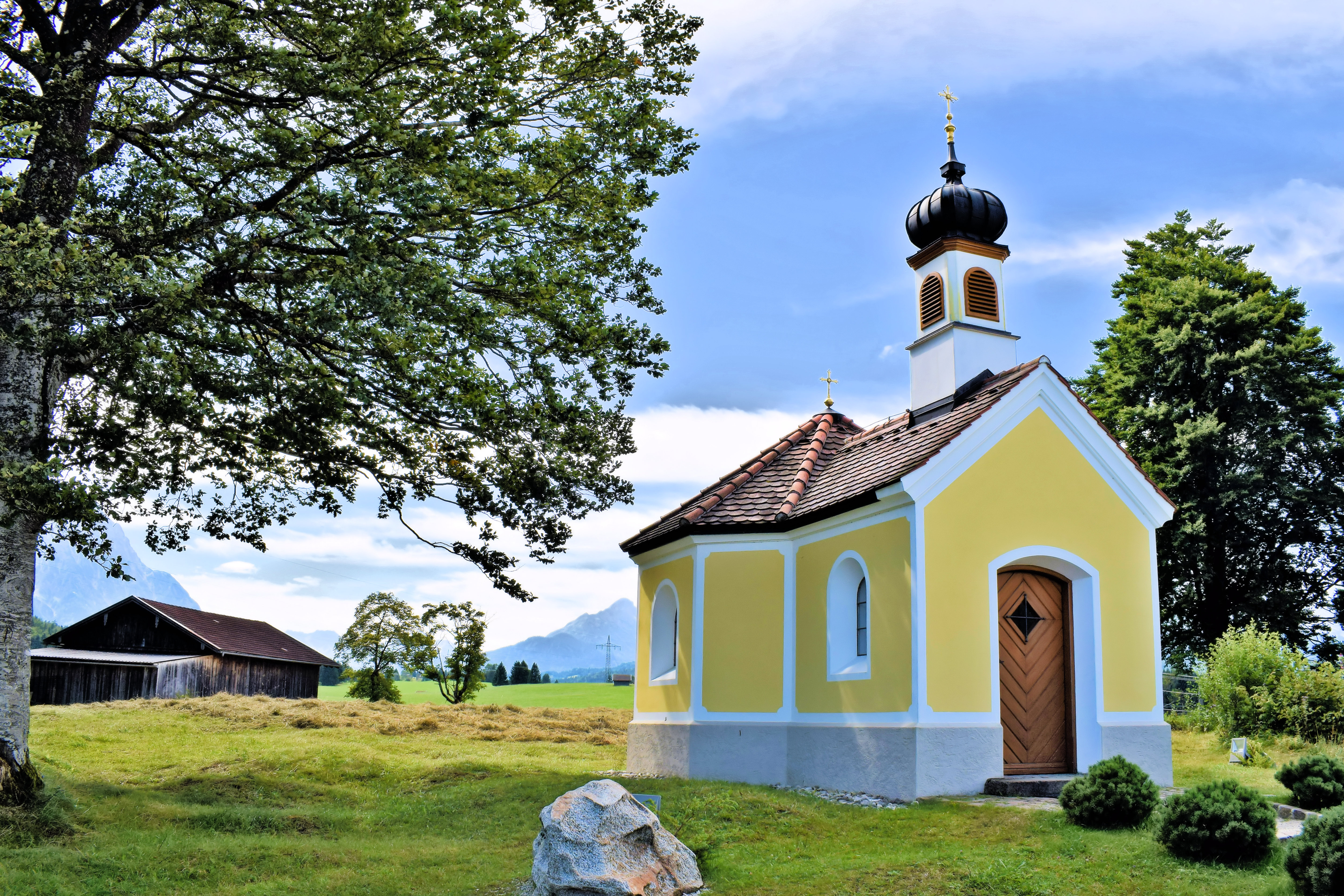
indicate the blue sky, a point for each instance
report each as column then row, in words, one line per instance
column 784, row 246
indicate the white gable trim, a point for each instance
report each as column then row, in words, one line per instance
column 1044, row 390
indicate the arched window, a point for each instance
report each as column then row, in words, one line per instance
column 931, row 301
column 982, row 295
column 663, row 631
column 862, row 613
column 849, row 616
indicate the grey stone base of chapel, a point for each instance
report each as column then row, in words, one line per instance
column 897, row 762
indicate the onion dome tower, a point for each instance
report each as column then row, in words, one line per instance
column 959, row 281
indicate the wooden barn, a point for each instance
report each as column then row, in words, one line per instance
column 147, row 649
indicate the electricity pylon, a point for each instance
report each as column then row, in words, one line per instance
column 609, row 649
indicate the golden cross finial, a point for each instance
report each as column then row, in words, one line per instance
column 947, row 95
column 829, row 382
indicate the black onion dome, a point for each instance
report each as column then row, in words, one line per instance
column 956, row 210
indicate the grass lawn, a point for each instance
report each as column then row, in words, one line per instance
column 569, row 696
column 261, row 797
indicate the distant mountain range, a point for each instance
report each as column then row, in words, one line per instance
column 574, row 647
column 73, row 588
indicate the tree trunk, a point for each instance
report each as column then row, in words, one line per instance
column 29, row 386
column 22, row 410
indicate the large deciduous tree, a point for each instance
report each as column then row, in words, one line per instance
column 385, row 635
column 459, row 655
column 1232, row 404
column 256, row 253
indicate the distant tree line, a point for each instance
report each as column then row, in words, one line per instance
column 519, row 675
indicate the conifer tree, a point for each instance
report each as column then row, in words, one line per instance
column 1230, row 402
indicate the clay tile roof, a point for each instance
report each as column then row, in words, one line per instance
column 826, row 467
column 249, row 637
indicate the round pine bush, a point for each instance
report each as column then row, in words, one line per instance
column 1221, row 821
column 1115, row 793
column 1316, row 859
column 1318, row 782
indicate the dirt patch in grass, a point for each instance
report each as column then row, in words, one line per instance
column 605, row 727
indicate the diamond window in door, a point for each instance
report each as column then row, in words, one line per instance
column 1026, row 618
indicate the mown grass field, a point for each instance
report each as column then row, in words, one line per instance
column 573, row 696
column 260, row 797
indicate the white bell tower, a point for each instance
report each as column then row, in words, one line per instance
column 959, row 281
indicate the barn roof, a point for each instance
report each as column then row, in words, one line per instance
column 70, row 655
column 224, row 635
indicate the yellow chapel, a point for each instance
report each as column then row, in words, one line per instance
column 960, row 594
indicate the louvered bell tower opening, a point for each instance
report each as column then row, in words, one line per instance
column 931, row 301
column 982, row 295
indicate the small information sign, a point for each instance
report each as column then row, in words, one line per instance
column 650, row 801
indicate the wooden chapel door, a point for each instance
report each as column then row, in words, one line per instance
column 1035, row 690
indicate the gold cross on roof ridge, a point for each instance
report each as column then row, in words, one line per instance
column 829, row 382
column 947, row 95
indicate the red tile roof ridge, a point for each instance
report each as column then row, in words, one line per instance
column 896, row 421
column 800, row 480
column 709, row 497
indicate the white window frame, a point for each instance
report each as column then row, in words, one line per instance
column 843, row 660
column 665, row 621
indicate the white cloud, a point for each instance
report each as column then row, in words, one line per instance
column 276, row 604
column 761, row 57
column 1297, row 230
column 698, row 445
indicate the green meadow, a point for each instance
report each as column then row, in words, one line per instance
column 267, row 797
column 568, row 696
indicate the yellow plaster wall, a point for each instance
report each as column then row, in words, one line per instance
column 886, row 551
column 1033, row 488
column 666, row 698
column 744, row 632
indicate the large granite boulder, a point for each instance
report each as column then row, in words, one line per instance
column 600, row 841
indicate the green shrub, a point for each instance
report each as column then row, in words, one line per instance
column 1310, row 702
column 1316, row 859
column 1242, row 672
column 1318, row 782
column 1115, row 793
column 1221, row 821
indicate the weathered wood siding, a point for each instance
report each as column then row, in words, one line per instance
column 64, row 683
column 128, row 628
column 204, row 676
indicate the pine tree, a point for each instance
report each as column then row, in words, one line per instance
column 519, row 675
column 1216, row 385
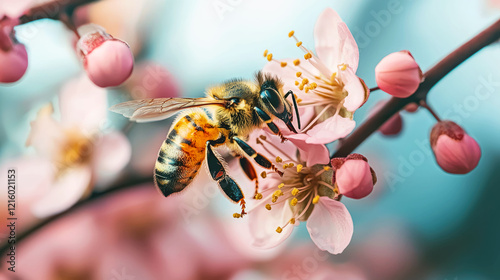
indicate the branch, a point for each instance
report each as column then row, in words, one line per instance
column 431, row 78
column 52, row 10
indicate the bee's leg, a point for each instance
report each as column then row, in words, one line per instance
column 259, row 159
column 267, row 119
column 294, row 105
column 249, row 170
column 226, row 183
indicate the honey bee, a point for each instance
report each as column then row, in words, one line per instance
column 226, row 116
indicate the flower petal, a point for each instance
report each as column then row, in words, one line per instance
column 330, row 226
column 330, row 130
column 334, row 42
column 76, row 97
column 112, row 152
column 46, row 134
column 263, row 224
column 66, row 191
column 355, row 89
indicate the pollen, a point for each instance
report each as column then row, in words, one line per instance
column 316, row 199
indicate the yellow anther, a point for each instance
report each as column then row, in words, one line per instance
column 316, row 199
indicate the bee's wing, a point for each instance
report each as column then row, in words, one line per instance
column 148, row 110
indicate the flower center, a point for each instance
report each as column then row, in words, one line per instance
column 300, row 187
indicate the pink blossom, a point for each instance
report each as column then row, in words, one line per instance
column 151, row 80
column 392, row 126
column 398, row 74
column 325, row 81
column 108, row 61
column 456, row 152
column 353, row 176
column 288, row 200
column 75, row 146
column 13, row 55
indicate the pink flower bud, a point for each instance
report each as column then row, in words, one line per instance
column 108, row 61
column 456, row 152
column 398, row 74
column 13, row 55
column 392, row 126
column 353, row 176
column 412, row 107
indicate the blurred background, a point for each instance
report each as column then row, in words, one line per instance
column 420, row 222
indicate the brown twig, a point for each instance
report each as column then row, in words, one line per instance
column 431, row 78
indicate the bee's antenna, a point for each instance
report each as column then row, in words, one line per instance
column 294, row 105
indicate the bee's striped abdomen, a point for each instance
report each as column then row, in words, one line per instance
column 183, row 152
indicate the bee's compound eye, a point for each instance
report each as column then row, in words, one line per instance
column 271, row 97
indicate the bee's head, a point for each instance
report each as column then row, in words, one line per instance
column 274, row 101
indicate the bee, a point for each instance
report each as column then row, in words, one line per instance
column 226, row 116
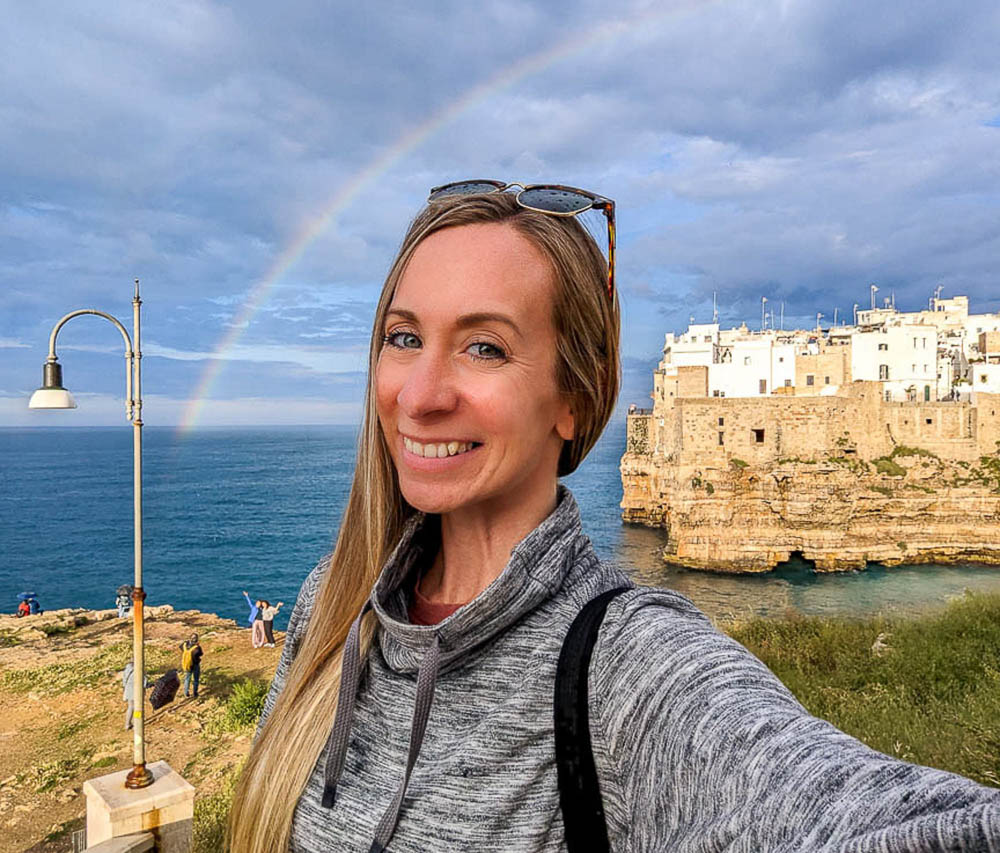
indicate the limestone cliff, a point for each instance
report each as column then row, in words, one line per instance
column 723, row 514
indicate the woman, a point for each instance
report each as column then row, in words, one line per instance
column 493, row 369
column 268, row 613
column 256, row 621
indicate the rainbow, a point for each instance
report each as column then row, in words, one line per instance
column 405, row 144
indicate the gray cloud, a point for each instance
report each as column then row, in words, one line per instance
column 798, row 150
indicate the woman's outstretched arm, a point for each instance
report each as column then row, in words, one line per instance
column 706, row 750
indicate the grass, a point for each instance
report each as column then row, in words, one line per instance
column 242, row 708
column 903, row 450
column 63, row 677
column 933, row 698
column 885, row 465
column 211, row 814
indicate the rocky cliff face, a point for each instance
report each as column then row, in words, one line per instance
column 721, row 514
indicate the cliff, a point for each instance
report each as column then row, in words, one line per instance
column 62, row 714
column 723, row 514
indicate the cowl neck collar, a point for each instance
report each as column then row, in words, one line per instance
column 537, row 568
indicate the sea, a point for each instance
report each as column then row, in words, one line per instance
column 227, row 510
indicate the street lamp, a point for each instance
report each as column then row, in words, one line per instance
column 52, row 395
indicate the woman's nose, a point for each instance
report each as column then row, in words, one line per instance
column 429, row 387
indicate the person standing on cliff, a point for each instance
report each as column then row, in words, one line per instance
column 191, row 654
column 128, row 682
column 256, row 619
column 269, row 612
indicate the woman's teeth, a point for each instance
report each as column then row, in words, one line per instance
column 437, row 451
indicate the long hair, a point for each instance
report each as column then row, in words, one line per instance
column 586, row 322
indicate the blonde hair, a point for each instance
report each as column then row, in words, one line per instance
column 586, row 323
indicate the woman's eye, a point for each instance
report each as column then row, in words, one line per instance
column 402, row 340
column 485, row 351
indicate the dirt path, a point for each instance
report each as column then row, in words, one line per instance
column 62, row 713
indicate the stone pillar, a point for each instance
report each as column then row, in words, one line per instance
column 165, row 808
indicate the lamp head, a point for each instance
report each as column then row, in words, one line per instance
column 52, row 395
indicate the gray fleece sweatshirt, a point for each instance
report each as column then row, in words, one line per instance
column 698, row 746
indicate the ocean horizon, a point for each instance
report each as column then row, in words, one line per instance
column 233, row 508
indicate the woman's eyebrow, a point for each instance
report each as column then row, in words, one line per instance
column 465, row 320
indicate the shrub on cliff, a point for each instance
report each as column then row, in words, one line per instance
column 932, row 697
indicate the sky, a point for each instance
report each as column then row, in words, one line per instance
column 255, row 165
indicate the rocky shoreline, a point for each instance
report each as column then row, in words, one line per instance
column 841, row 513
column 61, row 712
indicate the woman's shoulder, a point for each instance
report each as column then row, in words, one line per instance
column 306, row 598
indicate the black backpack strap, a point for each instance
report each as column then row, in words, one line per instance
column 579, row 792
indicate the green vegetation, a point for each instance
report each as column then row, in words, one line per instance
column 903, row 450
column 931, row 697
column 62, row 677
column 885, row 465
column 242, row 709
column 211, row 814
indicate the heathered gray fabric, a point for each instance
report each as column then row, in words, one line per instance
column 698, row 746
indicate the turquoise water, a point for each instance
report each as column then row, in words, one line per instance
column 227, row 510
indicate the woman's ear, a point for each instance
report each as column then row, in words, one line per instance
column 566, row 421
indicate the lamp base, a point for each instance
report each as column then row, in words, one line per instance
column 138, row 777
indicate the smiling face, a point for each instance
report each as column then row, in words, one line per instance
column 465, row 384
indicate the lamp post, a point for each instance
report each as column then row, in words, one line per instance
column 52, row 395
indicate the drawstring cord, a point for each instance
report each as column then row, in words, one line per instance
column 340, row 736
column 350, row 673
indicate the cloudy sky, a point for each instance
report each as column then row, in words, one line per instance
column 255, row 164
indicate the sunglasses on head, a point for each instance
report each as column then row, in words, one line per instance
column 555, row 199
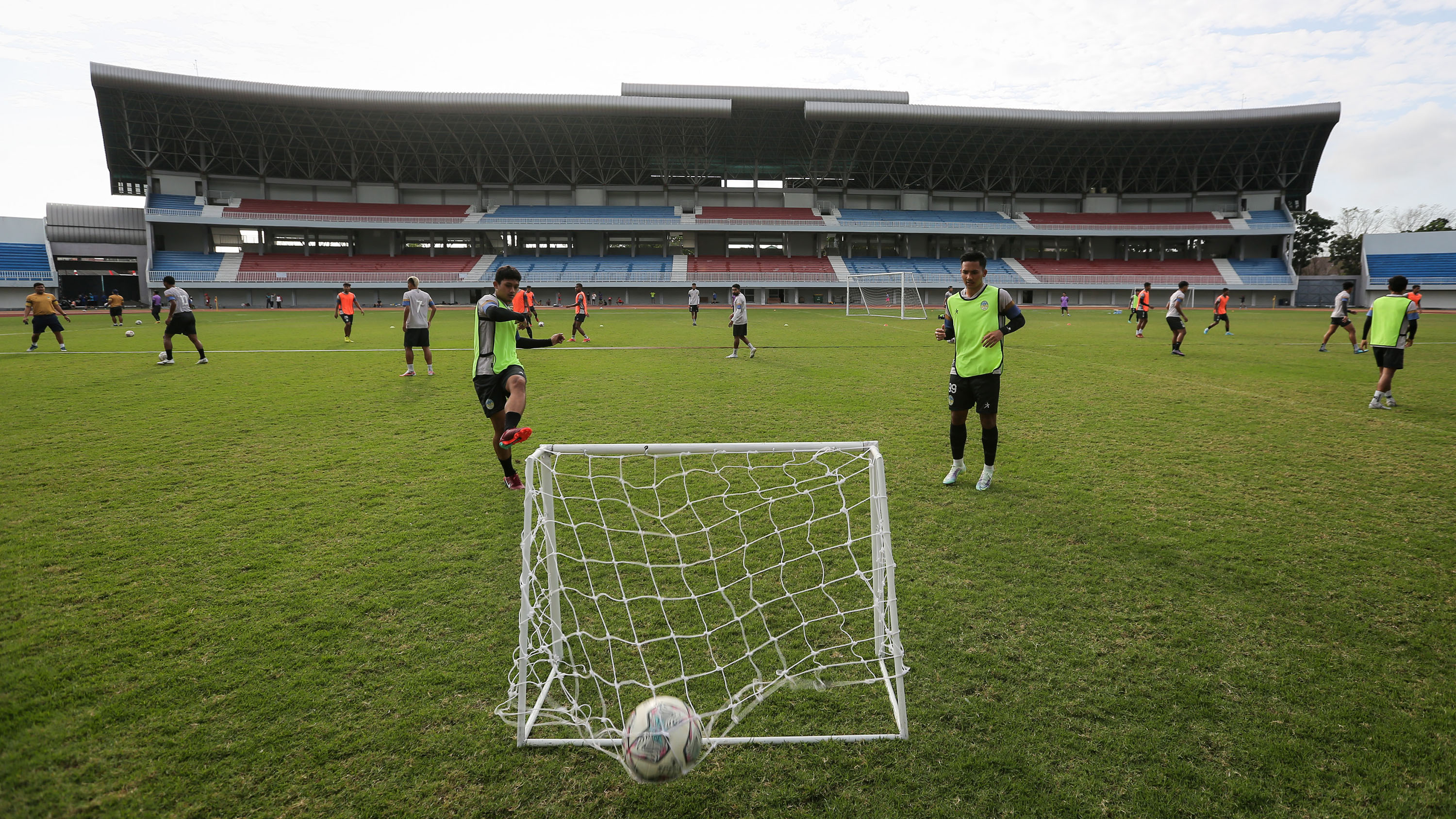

◆ ASSIGNMENT
Write out an exact copy of the listing, first line through the line containing "indicate the distant tree", with the pictures left out.

◆ ANSWER TO THE PROBLEM
indicate the blue sky, a point for each instance
report each as column then row, in words, one line per instance
column 784, row 246
indicate the white gable trim, a point for each instance
report each as column then row, in words, one line per instance
column 1044, row 390
indicate the arched window, a point for each instance
report each as column then row, in words, one line per instance
column 931, row 301
column 982, row 295
column 663, row 631
column 862, row 613
column 849, row 616
indicate the grey stone base of chapel, a point for each instance
report each as column then row, in words, one line per instance
column 897, row 762
indicate the onion dome tower, a point for each instance
report each as column then row, in words, one line per instance
column 959, row 281
indicate the wooden barn, a point for each instance
report each as column then row, in words, one line per instance
column 147, row 649
indicate the electricity pylon, a point for each instance
report each as column then row, in words, one line per instance
column 609, row 649
indicate the golden cross finial, a point for each instance
report each as column then row, in words, one line per instance
column 947, row 95
column 829, row 382
indicate the black onion dome, a point for each instance
report each as column then row, in words, one line per instance
column 956, row 210
indicate the grass lawn, a point for each instance
report each as column then row, in words, one line per instance
column 569, row 696
column 261, row 797
indicate the distant mountain range, a point for each instance
report each as column then row, in words, one line per instance
column 574, row 647
column 73, row 588
indicate the tree trunk, a point for each instance
report each as column then row, in words, one line per instance
column 29, row 386
column 22, row 410
indicate the large deciduous tree, a point for each instance
report each as column then row, in words, one line per instance
column 385, row 635
column 459, row 655
column 1232, row 404
column 256, row 253
indicate the distant tree line, a point for each instance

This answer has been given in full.